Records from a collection
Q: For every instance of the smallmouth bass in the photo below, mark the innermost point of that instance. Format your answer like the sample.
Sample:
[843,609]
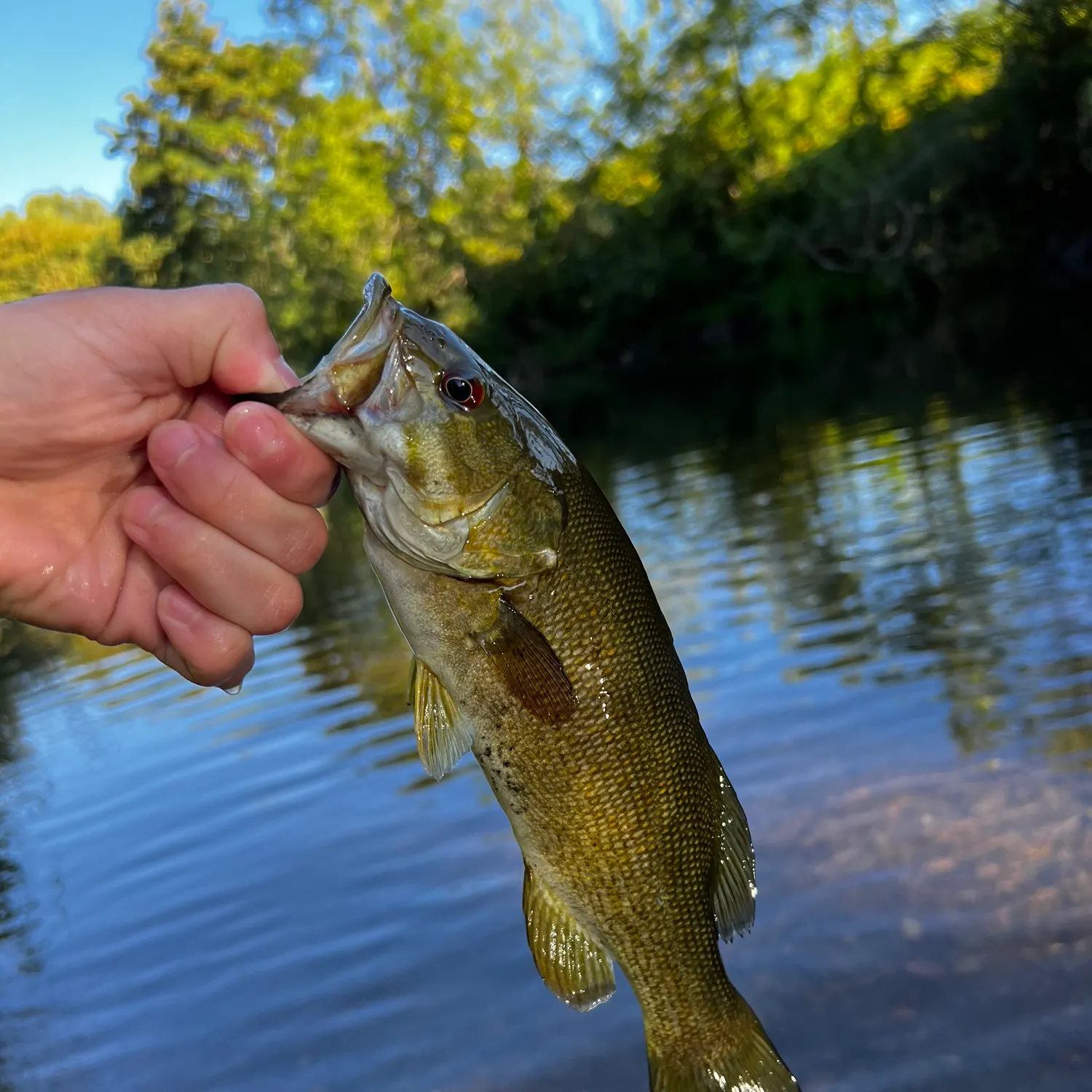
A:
[539,646]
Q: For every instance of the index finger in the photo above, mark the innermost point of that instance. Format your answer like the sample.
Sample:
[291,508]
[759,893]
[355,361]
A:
[215,333]
[266,443]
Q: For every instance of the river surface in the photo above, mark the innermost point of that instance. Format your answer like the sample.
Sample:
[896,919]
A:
[888,633]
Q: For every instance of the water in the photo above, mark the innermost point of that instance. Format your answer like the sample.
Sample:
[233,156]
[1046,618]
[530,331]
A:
[889,637]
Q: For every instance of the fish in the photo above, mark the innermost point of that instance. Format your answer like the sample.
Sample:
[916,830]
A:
[539,646]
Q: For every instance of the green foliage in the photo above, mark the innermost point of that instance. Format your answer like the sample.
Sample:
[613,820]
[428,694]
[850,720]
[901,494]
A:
[779,191]
[795,227]
[58,242]
[356,141]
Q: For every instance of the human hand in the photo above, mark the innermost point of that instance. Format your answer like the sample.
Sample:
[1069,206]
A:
[137,505]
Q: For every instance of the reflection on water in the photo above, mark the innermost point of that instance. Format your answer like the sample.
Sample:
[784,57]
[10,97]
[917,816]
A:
[888,635]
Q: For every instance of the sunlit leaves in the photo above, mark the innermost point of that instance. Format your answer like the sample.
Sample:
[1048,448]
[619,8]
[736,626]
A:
[57,242]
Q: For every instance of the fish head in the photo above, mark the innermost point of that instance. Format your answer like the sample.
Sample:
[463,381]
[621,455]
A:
[454,471]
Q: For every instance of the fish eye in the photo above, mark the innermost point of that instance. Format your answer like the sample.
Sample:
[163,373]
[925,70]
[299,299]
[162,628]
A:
[463,390]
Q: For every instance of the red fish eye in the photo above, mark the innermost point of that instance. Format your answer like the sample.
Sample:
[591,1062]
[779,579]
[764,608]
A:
[463,390]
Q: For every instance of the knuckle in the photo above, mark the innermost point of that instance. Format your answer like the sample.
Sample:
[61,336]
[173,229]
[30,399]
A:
[282,606]
[304,547]
[246,301]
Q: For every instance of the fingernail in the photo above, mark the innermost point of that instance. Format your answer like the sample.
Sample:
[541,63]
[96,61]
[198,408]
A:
[285,371]
[174,443]
[277,377]
[178,606]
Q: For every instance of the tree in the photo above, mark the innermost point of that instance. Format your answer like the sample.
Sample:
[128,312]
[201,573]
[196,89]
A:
[58,242]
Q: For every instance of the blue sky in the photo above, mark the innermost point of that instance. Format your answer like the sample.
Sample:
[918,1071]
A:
[63,67]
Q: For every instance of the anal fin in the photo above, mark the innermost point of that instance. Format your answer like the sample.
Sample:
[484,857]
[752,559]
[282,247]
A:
[734,888]
[571,965]
[443,737]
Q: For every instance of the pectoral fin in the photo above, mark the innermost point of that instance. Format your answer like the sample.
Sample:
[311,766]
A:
[443,737]
[734,888]
[574,967]
[529,665]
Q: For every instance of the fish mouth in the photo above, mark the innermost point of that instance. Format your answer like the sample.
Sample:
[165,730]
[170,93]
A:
[349,373]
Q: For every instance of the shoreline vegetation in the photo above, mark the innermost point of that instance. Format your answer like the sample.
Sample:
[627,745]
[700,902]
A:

### Written problem:
Convert every line of the entries above into a JSON list of strings, one string per line, skipping blank lines. Leave the pictures out.

### Solution to this exercise:
[
  "Q: For every instance of the smallmouth bass in the photo below, mark the innermost point of that instance. Format your answer like the sample.",
  "Sample:",
  "[843,609]",
  "A:",
  "[539,646]",
  "Q: For every instance of the index finger in the photo above, mark the innermost point of that instance. Format your answer like the sample.",
  "Sample:",
  "[291,508]",
  "[759,893]",
  "[355,361]",
  "A:",
  "[215,333]",
  "[266,443]",
  "Q: For every instance of the river surface in the photo above, mark the innermost point of that instance. Format your answer like the sample.",
  "Sample:",
  "[896,919]",
  "A:",
  "[888,633]",
  "Q: For every instance of the water in the photo above, mark the innermost point of that instance. Format your answer like the sample.",
  "Sample:",
  "[233,156]",
  "[1046,618]",
  "[530,331]",
  "A:",
  "[889,637]",
  "Q: For every instance of the fish in the photo above, mark the innermost point of that instance. Format your answer like the sample.",
  "Sample:",
  "[916,830]",
  "A:",
  "[539,646]",
  "Q: For every instance of the green foliage in the photo above, mark the innermost point of that instance. Format your answer like the sample.",
  "Sample:",
  "[613,820]",
  "[428,694]",
  "[850,720]",
  "[901,494]",
  "A:",
  "[779,191]",
  "[795,227]",
  "[58,242]",
  "[356,141]",
  "Q: For every instance of the human hand in the photo above, mark the innermost point of that instance. Format your answer like the sample.",
  "Sample:",
  "[1069,206]",
  "A:",
  "[137,505]",
  "Q: For every instance of the reflection on water in the photo above, mark the innermost point of that instance. Format your answer like the sample.",
  "Sample:",
  "[784,57]",
  "[10,97]",
  "[917,816]",
  "A:",
  "[888,635]",
  "Q: For every instance of the sunlit leaves in the photo above, mark the innermost point of that instance. Format your answer like the sample.",
  "Sample:",
  "[1048,448]",
  "[619,8]",
  "[736,626]",
  "A:",
  "[57,242]",
  "Q: For every instance of the fish head in the photo above, mark the innermost point of that instance. Format your answer like the sample.",
  "Sample:",
  "[463,381]",
  "[621,455]",
  "A:",
  "[454,471]",
  "Q: For every instance of the fish eye in the photo above, mark the innermost point of that instance. Format your answer like the sample.",
  "Sample:",
  "[163,373]",
  "[925,70]",
  "[299,299]",
  "[162,628]",
  "A:",
  "[463,390]",
  "Q: For every instance of the red fish eye in the photo above, mark the innermost point of that instance. Format your answer like the sample.",
  "Sample:",
  "[591,1062]",
  "[779,579]",
  "[764,608]",
  "A:",
  "[463,390]",
  "Q: For every instance of the knuckle in the photo above, mark the innermost point of that instance. Format your answer like the sample.",
  "Sample:",
  "[61,336]",
  "[173,229]",
  "[30,399]",
  "A:",
  "[282,606]",
  "[304,547]",
  "[246,301]",
  "Q: For every instance of the fingernail in the photo above, mark the innermost point of that instance. Format your answer like the sample.",
  "Sample:",
  "[541,63]",
  "[96,61]",
  "[198,408]",
  "A:",
  "[285,371]",
  "[174,443]",
  "[277,377]",
  "[178,606]",
  "Q: For every instance of the tree in the photo above, mark the innermost point of that instance. Format your answer like the sample.",
  "Sample:",
  "[128,312]",
  "[201,573]",
  "[196,89]",
  "A:",
  "[58,242]",
  "Q: For every instance of the blue sky in the photo above, mark the innermost point of that instance. Format your answer like the sample.",
  "Sample:",
  "[918,1071]",
  "A:",
  "[63,67]",
  "Q: For every instance of the anal fin in the photo above, mark the innermost point of that instance. Format your answer like the sample.",
  "Sample:",
  "[484,857]",
  "[752,559]",
  "[282,247]",
  "A:",
  "[734,888]",
  "[571,965]",
  "[443,737]",
  "Q: For every instance of the pectoral fin in the photo above, mark the innermost point of that instance. Format your answer like the sample.",
  "Sample:",
  "[311,766]",
  "A:",
  "[443,737]",
  "[734,888]",
  "[574,967]",
  "[529,665]",
  "Q: For every instance of the fish mouth in the photo above, mark the innermost point of that instance. Format your answer like the sample.",
  "Sample:",
  "[165,730]",
  "[170,93]",
  "A:",
  "[349,373]",
  "Q: For every instance of the shoreline vegetation in the photo above, mark the innermost point of that instance. Format your answer like the sample.",
  "Sample:",
  "[627,745]",
  "[700,902]",
  "A:"
]